[A block of data]

···

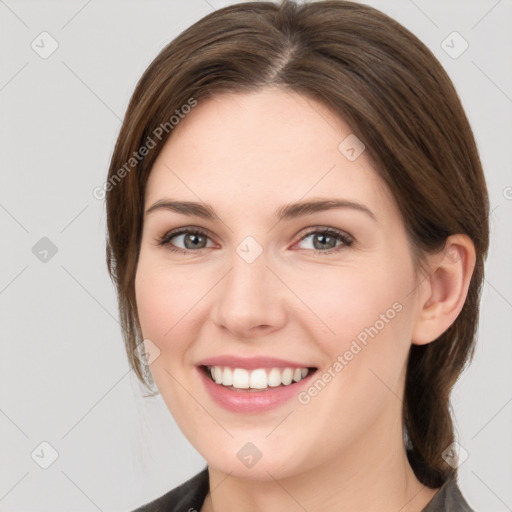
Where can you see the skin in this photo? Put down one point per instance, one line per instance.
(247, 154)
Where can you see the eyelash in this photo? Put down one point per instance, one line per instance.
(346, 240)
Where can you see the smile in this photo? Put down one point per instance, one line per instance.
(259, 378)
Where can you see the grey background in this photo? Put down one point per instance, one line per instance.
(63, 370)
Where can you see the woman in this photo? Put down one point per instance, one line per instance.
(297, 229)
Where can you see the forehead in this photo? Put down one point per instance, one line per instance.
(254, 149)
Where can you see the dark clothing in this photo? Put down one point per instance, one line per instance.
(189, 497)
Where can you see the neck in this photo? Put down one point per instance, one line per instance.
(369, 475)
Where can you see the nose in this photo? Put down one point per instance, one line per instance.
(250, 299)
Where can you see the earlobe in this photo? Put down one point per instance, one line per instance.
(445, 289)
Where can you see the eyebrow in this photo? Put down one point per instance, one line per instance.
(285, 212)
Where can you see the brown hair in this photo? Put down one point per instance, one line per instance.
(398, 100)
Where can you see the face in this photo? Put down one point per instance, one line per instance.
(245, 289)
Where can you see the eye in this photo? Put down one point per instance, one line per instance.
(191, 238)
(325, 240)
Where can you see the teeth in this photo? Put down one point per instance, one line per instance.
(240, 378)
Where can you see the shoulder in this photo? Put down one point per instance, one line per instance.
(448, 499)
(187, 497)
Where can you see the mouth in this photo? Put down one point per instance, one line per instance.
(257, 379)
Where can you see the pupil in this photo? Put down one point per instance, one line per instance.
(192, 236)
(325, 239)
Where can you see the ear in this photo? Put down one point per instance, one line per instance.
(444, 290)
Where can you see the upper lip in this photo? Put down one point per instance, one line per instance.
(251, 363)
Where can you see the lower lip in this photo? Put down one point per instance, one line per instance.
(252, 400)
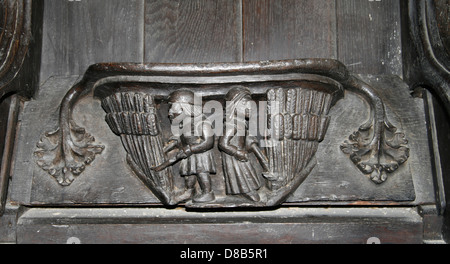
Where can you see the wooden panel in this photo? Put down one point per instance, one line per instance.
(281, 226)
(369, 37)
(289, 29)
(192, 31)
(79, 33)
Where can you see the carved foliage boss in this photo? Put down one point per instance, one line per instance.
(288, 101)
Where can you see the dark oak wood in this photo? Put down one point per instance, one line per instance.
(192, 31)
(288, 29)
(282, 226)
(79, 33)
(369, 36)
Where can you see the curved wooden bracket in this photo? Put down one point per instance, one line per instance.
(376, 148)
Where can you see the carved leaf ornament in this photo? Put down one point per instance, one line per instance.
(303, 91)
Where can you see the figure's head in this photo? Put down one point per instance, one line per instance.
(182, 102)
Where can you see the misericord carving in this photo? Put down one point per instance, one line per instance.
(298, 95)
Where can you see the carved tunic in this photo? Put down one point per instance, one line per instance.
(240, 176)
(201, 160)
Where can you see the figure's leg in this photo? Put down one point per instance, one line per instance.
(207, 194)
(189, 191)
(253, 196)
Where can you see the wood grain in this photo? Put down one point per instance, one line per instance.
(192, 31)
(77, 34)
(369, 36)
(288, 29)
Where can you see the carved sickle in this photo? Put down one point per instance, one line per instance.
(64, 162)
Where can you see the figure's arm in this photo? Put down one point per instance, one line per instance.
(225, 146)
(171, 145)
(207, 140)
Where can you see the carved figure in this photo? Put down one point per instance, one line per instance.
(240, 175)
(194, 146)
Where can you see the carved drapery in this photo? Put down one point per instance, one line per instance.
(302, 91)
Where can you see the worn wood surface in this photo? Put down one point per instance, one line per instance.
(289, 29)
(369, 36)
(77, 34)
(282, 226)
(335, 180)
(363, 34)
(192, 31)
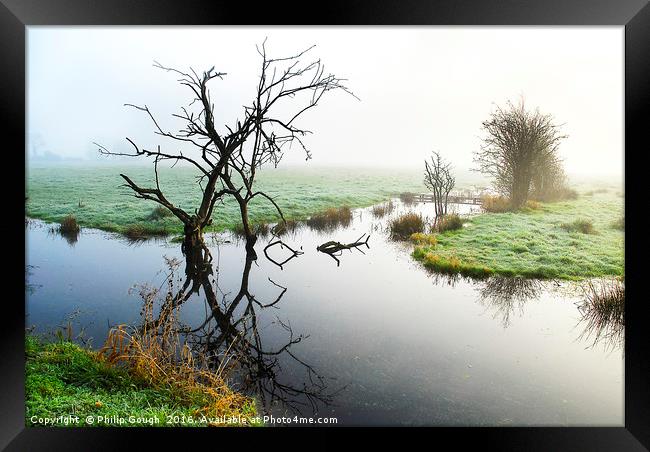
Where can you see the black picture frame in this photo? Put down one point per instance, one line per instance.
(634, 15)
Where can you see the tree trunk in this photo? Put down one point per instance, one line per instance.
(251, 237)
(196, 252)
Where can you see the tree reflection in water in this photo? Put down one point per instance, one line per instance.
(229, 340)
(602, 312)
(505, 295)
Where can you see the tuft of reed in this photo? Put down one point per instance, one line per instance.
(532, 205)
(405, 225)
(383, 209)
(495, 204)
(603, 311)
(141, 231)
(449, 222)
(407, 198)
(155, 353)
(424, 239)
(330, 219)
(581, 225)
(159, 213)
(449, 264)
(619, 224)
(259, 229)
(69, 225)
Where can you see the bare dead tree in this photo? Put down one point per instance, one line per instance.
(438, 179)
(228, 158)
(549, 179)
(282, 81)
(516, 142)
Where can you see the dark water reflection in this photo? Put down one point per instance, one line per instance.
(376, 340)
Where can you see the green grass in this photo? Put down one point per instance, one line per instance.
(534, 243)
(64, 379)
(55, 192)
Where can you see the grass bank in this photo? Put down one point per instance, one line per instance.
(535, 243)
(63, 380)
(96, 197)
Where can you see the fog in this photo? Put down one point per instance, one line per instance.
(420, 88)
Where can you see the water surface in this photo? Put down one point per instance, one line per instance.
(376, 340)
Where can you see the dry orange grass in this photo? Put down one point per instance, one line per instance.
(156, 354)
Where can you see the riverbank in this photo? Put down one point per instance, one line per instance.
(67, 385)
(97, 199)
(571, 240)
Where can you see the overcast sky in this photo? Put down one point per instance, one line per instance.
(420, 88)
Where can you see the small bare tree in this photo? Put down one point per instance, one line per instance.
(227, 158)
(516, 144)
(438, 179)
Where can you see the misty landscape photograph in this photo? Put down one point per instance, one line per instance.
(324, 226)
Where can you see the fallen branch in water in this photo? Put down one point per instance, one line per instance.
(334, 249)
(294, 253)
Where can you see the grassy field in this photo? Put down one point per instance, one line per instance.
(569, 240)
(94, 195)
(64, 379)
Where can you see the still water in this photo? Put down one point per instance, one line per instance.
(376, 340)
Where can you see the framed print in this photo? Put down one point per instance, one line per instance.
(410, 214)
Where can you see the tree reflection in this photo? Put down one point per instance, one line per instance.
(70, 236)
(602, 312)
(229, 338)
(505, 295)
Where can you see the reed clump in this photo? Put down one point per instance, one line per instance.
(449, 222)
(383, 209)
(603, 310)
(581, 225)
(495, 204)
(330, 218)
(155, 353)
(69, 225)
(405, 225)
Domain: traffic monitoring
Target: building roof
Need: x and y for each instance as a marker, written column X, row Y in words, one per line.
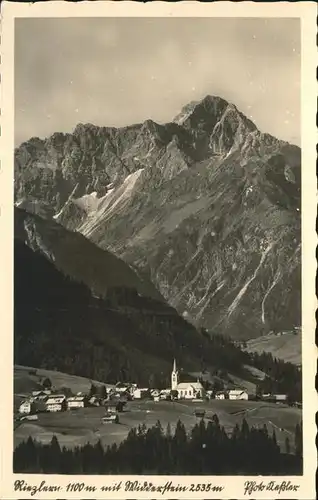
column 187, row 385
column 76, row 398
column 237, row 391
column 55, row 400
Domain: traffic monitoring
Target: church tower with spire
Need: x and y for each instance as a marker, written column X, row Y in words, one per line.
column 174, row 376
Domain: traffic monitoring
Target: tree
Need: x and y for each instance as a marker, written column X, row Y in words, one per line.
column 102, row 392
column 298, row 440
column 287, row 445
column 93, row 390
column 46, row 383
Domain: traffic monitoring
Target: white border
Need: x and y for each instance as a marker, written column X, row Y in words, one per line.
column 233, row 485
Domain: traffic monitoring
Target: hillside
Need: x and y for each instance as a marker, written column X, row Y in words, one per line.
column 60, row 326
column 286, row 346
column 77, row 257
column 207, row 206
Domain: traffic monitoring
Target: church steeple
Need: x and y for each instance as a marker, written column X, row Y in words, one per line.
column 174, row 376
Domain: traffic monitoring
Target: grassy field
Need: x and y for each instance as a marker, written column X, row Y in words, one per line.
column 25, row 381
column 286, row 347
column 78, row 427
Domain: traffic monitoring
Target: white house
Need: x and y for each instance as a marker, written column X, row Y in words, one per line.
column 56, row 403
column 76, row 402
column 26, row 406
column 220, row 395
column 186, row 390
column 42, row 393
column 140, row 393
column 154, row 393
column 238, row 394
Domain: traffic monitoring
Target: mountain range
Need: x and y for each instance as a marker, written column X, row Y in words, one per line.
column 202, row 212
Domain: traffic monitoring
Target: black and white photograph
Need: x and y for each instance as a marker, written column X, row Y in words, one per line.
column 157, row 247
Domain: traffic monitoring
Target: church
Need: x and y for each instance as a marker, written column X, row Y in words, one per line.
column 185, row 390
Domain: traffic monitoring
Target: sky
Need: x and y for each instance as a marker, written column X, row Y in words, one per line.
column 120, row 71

···

Task details :: Quote the entries above verbatim from the line with "Where can you see the fallen" to the line with "column 233, row 485", both included, and leave out the pictures.

Solution for this problem ::
Where can you see the fallen branch in water in this photo? Put down one point per instance, one line per instance.
(334, 249)
(294, 253)
Where can you see the grassy field in this photo? Put down one point per instance, one line per instance.
(569, 240)
(94, 195)
(64, 379)
Where can you see the still water in this photo? Put down one point per instance, one line per instance.
(376, 340)
Where can you see the framed print in this photo? Put down one point per instance, one line per instance.
(410, 214)
Where can you see the tree reflection in this photo? Put down one point per instance, one line per instance.
(70, 236)
(602, 312)
(229, 338)
(505, 295)
Where can you see the reed clump in this photo? Put down one point per instance, one line per instance.
(449, 222)
(383, 209)
(603, 310)
(581, 225)
(495, 204)
(330, 218)
(155, 353)
(69, 225)
(405, 225)
Domain: traffic monitoring
Target: building roof
Need: x and y for each instance as a marker, written column X, row Y in words, one per line.
column 187, row 385
column 76, row 398
column 237, row 391
column 55, row 400
Domain: traffic monitoring
Target: church tower with spire
Need: x and y for each instance as a marker, written column X, row Y in words, one per line.
column 174, row 376
Domain: traffic monitoring
Target: tree
Need: x and y for each instance as a marker, written column X, row Y in words, one per line.
column 102, row 392
column 298, row 440
column 287, row 445
column 93, row 390
column 46, row 383
Domain: traffic monitoring
Target: white border
Need: x and y for each instance as a marker, written column X, row Y in words, one per line.
column 233, row 485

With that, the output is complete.